§ **Your goal**
Below you will find a set of lines. Repeat them all exactly.

::: The input :::

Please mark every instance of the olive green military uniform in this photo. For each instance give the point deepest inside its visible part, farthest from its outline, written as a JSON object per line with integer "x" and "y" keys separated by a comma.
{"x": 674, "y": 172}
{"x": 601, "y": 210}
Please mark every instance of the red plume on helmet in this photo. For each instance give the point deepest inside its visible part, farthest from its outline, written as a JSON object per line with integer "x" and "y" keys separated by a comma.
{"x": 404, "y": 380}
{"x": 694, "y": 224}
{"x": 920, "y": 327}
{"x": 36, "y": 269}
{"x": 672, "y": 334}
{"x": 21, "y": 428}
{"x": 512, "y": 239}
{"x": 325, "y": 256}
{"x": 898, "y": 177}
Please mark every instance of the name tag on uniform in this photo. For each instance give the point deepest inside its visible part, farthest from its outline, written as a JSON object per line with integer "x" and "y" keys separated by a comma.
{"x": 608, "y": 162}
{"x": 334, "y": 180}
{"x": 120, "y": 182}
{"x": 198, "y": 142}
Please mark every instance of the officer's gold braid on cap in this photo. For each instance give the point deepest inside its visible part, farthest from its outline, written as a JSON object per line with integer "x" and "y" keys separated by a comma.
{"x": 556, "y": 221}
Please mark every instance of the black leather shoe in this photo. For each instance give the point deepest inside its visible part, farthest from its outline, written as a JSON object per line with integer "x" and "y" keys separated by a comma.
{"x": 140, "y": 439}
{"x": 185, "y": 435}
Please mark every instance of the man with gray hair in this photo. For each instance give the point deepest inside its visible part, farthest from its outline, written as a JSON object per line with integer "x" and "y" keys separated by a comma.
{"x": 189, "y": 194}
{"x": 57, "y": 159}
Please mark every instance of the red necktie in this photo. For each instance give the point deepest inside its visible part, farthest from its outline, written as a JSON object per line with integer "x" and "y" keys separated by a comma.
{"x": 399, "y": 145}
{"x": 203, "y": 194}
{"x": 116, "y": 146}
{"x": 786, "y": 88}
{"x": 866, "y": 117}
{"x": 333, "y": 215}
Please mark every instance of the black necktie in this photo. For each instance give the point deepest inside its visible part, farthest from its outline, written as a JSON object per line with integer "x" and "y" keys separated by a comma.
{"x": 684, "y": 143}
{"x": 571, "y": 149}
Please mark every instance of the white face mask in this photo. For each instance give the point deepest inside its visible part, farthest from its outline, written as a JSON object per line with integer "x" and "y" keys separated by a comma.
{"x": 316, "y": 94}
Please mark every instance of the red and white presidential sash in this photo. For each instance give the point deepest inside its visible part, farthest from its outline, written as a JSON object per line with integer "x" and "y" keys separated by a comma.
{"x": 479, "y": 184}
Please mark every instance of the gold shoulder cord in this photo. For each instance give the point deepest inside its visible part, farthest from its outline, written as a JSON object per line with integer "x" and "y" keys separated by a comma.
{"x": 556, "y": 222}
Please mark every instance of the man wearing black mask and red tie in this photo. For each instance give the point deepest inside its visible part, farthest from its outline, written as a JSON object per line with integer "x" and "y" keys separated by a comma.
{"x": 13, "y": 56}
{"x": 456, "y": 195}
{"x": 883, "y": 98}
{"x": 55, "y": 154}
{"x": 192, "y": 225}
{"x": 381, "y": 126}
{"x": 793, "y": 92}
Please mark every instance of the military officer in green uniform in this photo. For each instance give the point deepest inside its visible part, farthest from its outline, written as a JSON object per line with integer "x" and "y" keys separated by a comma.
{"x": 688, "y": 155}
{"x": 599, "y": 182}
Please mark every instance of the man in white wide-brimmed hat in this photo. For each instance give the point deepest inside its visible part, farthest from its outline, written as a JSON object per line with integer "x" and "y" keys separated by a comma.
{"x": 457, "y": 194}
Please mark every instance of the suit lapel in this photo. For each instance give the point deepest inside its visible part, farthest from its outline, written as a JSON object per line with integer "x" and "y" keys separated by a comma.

:::

§ **Exercise response**
Please mark every instance of the olive green military uniform in this photo. For each instance give the point deepest inside its visible part, farthest from its outline, written as a JSON object per line with integer "x" and "y" keys separated by a comma.
{"x": 674, "y": 172}
{"x": 601, "y": 210}
Please mark every instance of the red plume on helmet in this photo. For each instance give the point deepest inside its visible part, farthest from its outline, written as a JSON object per line with integer "x" and "y" keys separated by a comma.
{"x": 404, "y": 380}
{"x": 694, "y": 224}
{"x": 920, "y": 327}
{"x": 36, "y": 269}
{"x": 672, "y": 334}
{"x": 21, "y": 428}
{"x": 512, "y": 239}
{"x": 325, "y": 256}
{"x": 898, "y": 177}
Please mark every instance of the name tag on uniform in this photo. For each instance give the point deepest inside its visible part, farthest from its outline, written as a JSON object per line with integer "x" and "y" keys separated by a comma.
{"x": 608, "y": 162}
{"x": 334, "y": 180}
{"x": 120, "y": 182}
{"x": 198, "y": 142}
Please mark every instance of the officer's gold braid on cap in this photo. For each instance give the point deepest inside its visible part, farthest from its outline, written as a JSON object per line with integer "x" and "y" keys separated by a comma.
{"x": 556, "y": 221}
Please mark every instance of the black leather shoe in this photo. For each instance give the point deepest inside its visible part, farthest from its outline, written as a JSON object per line with integer "x" and "y" keys separated by a comma.
{"x": 140, "y": 439}
{"x": 185, "y": 435}
Please mark every instance of the man with gray hair in this photo. For each instance give the point deepest inside its visible part, farthest from its outline, written as a JSON object per line with integer "x" and "y" keys separated by a comma.
{"x": 189, "y": 194}
{"x": 57, "y": 159}
Please mark every instance of the red necktie in this photo. For each instance give the point deepest inside its visible part, farthest from its outline, written as a JSON object per line with integer "x" and "y" keys separated by a comma.
{"x": 399, "y": 145}
{"x": 203, "y": 194}
{"x": 116, "y": 146}
{"x": 786, "y": 88}
{"x": 866, "y": 117}
{"x": 333, "y": 215}
Please mark every instance of the black necktie in this photo. For each instance give the point deepest inside its visible part, farthest from its outline, written as a JSON object per line with integer "x" and "y" keys separated by a comma.
{"x": 684, "y": 143}
{"x": 571, "y": 149}
Please mark every instance of the white face mask in this photo. For each instance give the point deepest inside its visible part, farthest from its outline, written as a JSON object per line with integer "x" and "y" keys separated by a comma.
{"x": 316, "y": 94}
Please mark every instance of the red and white presidential sash in this photo. For each instance give the point deepest inside its visible part, farthest from its outline, written as a JSON object per line with integer "x" and "y" keys separated by a comma.
{"x": 479, "y": 184}
Please mark every instance of the gold shoulder cord in this photo. For each instance give the point deepest inside its visible part, farthest from its outline, written as a JSON object per line with integer "x" and "y" keys separated by a comma.
{"x": 556, "y": 222}
Please mark every instance of the man wearing black mask and red tie in this photo. For each instance give the point deepest inside its visible part, farthest from its outline, written as a JSON object per line with integer "x" and "y" keys separated by a comma.
{"x": 13, "y": 56}
{"x": 456, "y": 195}
{"x": 883, "y": 98}
{"x": 55, "y": 154}
{"x": 192, "y": 225}
{"x": 381, "y": 126}
{"x": 793, "y": 92}
Please mark every instance of the military officer in green uniform in this photo. For each instance give the point deepest inside its visible part, farthest from its outline, written as a JSON object per line with integer "x" and "y" keys separated by a comma.
{"x": 688, "y": 155}
{"x": 599, "y": 182}
Please mark every instance of the man in white wide-brimmed hat in this photo. For each instance give the point deepest inside its visible part, farthest from its outline, written as a JSON object per line with integer "x" and "y" keys separated by a comma.
{"x": 457, "y": 194}
Please mark every instance of the suit lapel in this photo. For each instance give the point deepest inside its visible part, farthest from its outline, written as a JSON object per line with integer "x" and "y" keys separated by a comma.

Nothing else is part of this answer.